INSTRUCTIONS FOR THE TASK:
Could you give the records below again exactly as they stand?

EXERCISE DATA:
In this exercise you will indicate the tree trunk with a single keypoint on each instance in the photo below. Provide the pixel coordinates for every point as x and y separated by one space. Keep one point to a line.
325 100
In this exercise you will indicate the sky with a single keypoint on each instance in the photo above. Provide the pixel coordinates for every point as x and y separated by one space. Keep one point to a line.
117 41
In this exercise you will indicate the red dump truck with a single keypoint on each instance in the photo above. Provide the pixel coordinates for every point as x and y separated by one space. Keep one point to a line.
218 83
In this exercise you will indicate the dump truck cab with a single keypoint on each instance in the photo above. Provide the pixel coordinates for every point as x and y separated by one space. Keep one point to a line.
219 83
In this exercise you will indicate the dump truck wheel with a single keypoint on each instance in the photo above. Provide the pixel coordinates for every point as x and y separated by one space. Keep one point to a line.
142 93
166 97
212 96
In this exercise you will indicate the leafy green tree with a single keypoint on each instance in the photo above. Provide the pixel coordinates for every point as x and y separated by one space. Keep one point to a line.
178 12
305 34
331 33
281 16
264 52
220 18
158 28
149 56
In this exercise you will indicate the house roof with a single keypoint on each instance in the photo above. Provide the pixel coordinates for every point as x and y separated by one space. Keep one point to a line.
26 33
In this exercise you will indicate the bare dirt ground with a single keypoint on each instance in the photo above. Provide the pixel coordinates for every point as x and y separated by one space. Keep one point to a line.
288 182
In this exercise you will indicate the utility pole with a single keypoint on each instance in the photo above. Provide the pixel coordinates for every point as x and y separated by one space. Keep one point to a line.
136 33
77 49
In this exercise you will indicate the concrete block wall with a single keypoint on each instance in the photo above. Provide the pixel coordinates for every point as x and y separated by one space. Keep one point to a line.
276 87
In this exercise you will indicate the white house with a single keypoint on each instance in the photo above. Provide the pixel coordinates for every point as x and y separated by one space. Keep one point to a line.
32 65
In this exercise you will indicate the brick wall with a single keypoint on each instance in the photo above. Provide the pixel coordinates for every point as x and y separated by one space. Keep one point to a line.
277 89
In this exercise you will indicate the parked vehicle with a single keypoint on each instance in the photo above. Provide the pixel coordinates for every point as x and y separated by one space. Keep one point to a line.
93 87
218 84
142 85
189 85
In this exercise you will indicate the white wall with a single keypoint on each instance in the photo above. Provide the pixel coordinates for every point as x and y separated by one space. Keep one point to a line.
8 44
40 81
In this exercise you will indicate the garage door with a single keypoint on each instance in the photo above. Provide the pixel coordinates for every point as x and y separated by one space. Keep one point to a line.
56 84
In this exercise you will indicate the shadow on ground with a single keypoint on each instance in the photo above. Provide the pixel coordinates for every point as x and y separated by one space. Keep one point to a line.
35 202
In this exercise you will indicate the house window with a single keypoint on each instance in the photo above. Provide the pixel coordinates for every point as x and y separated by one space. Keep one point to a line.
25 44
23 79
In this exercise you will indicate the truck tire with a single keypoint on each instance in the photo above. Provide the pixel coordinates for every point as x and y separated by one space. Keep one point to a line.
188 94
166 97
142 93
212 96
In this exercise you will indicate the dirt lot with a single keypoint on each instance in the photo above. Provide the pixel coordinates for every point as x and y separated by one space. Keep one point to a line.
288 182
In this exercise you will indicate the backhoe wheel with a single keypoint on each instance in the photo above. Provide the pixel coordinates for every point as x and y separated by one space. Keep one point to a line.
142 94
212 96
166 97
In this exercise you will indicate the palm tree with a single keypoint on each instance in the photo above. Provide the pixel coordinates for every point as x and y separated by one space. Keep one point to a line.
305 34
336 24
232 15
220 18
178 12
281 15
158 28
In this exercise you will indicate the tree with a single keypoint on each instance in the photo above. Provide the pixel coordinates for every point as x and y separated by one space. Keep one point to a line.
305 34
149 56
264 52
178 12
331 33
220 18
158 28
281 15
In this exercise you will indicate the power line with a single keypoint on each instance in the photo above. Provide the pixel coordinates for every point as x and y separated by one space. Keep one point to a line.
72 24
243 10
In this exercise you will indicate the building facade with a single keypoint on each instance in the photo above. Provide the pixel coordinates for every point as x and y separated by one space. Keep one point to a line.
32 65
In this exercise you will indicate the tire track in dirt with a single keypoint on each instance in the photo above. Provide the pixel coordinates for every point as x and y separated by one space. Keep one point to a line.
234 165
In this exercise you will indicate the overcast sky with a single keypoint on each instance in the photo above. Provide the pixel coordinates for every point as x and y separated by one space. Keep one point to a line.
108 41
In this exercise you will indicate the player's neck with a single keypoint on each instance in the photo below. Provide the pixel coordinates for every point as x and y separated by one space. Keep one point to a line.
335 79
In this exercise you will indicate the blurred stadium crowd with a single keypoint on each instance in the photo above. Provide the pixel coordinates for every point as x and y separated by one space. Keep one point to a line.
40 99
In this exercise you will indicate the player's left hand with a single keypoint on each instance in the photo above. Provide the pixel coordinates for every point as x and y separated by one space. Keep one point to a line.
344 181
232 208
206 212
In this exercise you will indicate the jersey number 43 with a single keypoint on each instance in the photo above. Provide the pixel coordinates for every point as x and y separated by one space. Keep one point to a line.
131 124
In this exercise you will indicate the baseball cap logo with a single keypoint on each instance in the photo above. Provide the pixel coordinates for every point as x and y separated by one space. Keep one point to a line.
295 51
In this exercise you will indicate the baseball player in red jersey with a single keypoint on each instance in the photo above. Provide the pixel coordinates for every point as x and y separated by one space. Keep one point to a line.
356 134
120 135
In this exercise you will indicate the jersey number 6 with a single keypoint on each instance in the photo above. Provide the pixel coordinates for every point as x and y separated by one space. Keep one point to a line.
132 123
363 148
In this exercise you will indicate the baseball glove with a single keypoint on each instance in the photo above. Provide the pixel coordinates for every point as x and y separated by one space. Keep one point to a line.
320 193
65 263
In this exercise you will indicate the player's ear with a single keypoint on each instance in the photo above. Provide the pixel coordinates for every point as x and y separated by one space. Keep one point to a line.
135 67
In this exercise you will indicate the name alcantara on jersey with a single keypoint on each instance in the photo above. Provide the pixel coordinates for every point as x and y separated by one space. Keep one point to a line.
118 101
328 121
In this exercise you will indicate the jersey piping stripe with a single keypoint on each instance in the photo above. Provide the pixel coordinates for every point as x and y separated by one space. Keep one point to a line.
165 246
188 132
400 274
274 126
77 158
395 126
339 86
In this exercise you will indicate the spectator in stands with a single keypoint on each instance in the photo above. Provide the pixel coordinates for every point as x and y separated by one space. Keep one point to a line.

ANSWER:
In this exercise you will indicate the tree trunk with a single keypoint on each instance in the photo below. Provide the pixel coordinates for every point as x and y separated by one space. Keep one point to a line.
325 100
In this exercise you will indicate the sky with a single keypoint on each instance in the photo above. Provide the pixel coordinates for every point as x and y separated by one space. Keep one point to a line.
117 41
In this exercise you will indicate the red dump truck with a single keypoint on each instance in the photo above. Provide the pixel coordinates for every point as x and y separated by one space. Keep one point to a line.
218 83
In this exercise you will indicate the dump truck cab with a single keypoint on each instance in the photo above. Provide the pixel coordinates for every point as x and y separated by one space. Keep one point to a line.
219 83
In this exercise you will indicate the dump truck wheel with a single keypoint on each instance in the photo above. Provide the pixel coordinates for every point as x and y separated by one space. Keep one point to a line.
142 93
166 97
212 96
In this exercise you will indicate the leafy green tree with a single keypoint on each instance in the photo above. Provide the pixel coordinates for every point as x and y separated by one space. Keep one point to a line.
178 12
305 34
331 33
281 16
264 52
220 18
158 28
149 56
In this exercise you will indicate the house roof with a single keypoint on each instance in the photo above. Provide the pixel coordinates for every point as x and y separated by one space. Keep one point to a line.
26 33
In this exercise you will indicate the bare dirt ground with a single keypoint on each instance in the photo above. Provide the pixel coordinates for every point as x and y separated by one space. Keep one point to a line.
288 182
In this exercise you will indicate the utility pole with a single keypoint on each instance in the photo above. Provide the pixel coordinates for every point as x and y separated by one space. Keep one point to a line.
136 33
77 49
In this exercise you will indicate the concrete block wall with a single keypoint on each instance in the photo above. Provide the pixel coordinates for every point as x and y separated by one space. Keep one point to a line.
276 87
In this exercise you will indicate the white house with a single keypoint on each instance in the photo above. Provide the pixel coordinates for every point as x and y separated by one space. Keep one point to a line.
32 65
In this exercise you will indicate the brick wall with a single keypoint on each instance in the photo above. Provide the pixel coordinates for every point as x and y separated by one space. Keep one point to a line.
277 89
In this exercise you will indicate the parked vehicle with a single keypoint on each instance in the photo above. Provide the pixel coordinates for every point as x and y separated by one space. Keep one point to a line.
93 87
218 84
142 85
189 85
In this exercise you will indicate the white wall with a single keypoint on each instance in the photo above. Provide the pixel coordinates for every point as x and y separated by one space. Keep one point to a line.
8 44
40 81
In this exercise you will indicate the garage door with a single keypoint on each instance in the photo above. Provide the pixel coordinates for every point as x and y separated by one space. Keep one point to a line.
56 84
In this exercise you will indicate the shadow on ground with a single keypoint on each instance in the photo above. Provide the pixel coordinates for every point as x and y separated by one space. Keep one point to a line.
35 202
In this exercise you will indicate the house window with a single keypoint on each instance in the photo above. Provide the pixel coordinates for every point as x and y separated by one space. Keep one point to a line.
25 44
23 79
In this exercise you will indicate the truck tire with a single keypoint on each instance in the photo above. Provide the pixel coordinates for every point as x and y separated by one space. Keep one point to a line.
188 94
166 97
142 93
212 96
In this exercise you will indicate the dirt lot with a single keypoint on each instance in the photo above. Provide the pixel coordinates for every point as x and y separated by one space. Keep one point to a line.
288 182
In this exercise you will indicate the backhoe wheel with a single keypoint on each instance in the photo above. Provide the pixel coordinates for every point as x and y separated by one space. Keep one point to a line.
142 94
212 96
166 97
In this exercise you will indicate the palm tree with a single keypoint on each instance in the photo above. Provide the pixel coordinates for every point as x and y separated by one space. Keep one point to a line.
305 34
336 24
232 15
220 18
178 12
281 15
158 28
In this exercise you will indicate the tree with a single keypoint on each instance in the photo above. Provide the pixel coordinates for every point as x and y separated by one space. Keep one point to a line.
305 34
149 56
264 52
178 12
331 33
220 18
158 28
281 15
In this exercise you will indicate the power line with a single keypoint on each instance in the photo above. Provide the pixel coordinates for every point as x and y separated by one space. Keep one point to a line.
72 24
243 10
In this exercise you will indicate the building facade with a single keypoint on each instance in the photo above. Provide the pixel coordinates for every point as x and y separated by one space. Keep one point to a line.
32 65
In this exercise you will indicate the tire track in dirt with a single keypoint on each instance in the photo above. Provide the pixel coordinates for every point as x and y separated by one space. Keep one point to a line.
234 165
In this exercise you will indicate the overcast sky with a single keypoint on each instance in the photo above. Provide the pixel coordinates for every point as x and y separated by one space. Keep one point to a line.
108 41
In this exercise you will indicate the player's neck with a single keypoint on each instance in the photo below. Provide the pixel coordinates for every point as x and y separated by one space. Keep one point to a line.
335 79
In this exercise you will indicate the blurred stadium crowd with a single keypoint on each instance in the photo above. Provide the pixel coordinates for every point as x and y separated by one space. Keep one point to a line.
40 99
In this exercise you will indicate the player's left hand with a single keypoint on each instance in the photo above. Provide the pixel coordinates for every point as x and y separated by one space. Keep one point to a line.
344 181
232 208
206 212
In this exercise you will indicate the jersey number 43 with a single keypoint on each instance in the photo above. Provide the pixel coordinates for every point as x and y separated by one space. Keep one point to a line.
131 124
In this exercise you will indicate the baseball cap logo with a single keypoint on each instance in the photo above. Provide the pixel coordinates for every point as x and y separated by one space. Keep one point to a line.
295 51
In this exercise you will indicate the baseball player in red jersey with a single keypoint on each instance in the photo above. Provide the pixel coordinates for every point as x and y separated by one space. Keep one point to a line.
356 134
120 135
In this exercise you will indicate the jersey number 6 with a single keypoint on each instance in the photo above. Provide the pixel coordinates for every point as x and y separated by one space. Keep one point to a line.
132 123
363 148
In this exercise you will indicate the baseball glove with a single keypoint on each instance in the photo above. Provide the pixel coordinates for every point as x and y separated by one space. Keep one point to a line.
320 193
65 263
In this exercise you will indicate the player's ear with a single keypoint on each instance in the photo above. Provide the pixel coordinates for every point as x and y separated by one space. Keep one point to a line.
135 67
In this exercise you will indicate the name alcantara on jersey with a single keypoint on each instance in the photo above. Provide the pixel coordinates for every point as x and y separated by one space. Keep one point to a line.
118 101
328 121
In this exercise you will indicate the jersey piping stripe with a single keypoint on each instance in the photo above. Provide the pixel coordinates for every point as x and y separated by one space. Keep one point to a line.
165 246
188 132
400 274
274 126
77 158
395 126
339 86
In this exercise you will indicate the spectator in stands with a single keypoint on each instance in the photo above. Provide the pixel coordinates for every point as x and y separated by one space. Keep one point to a line.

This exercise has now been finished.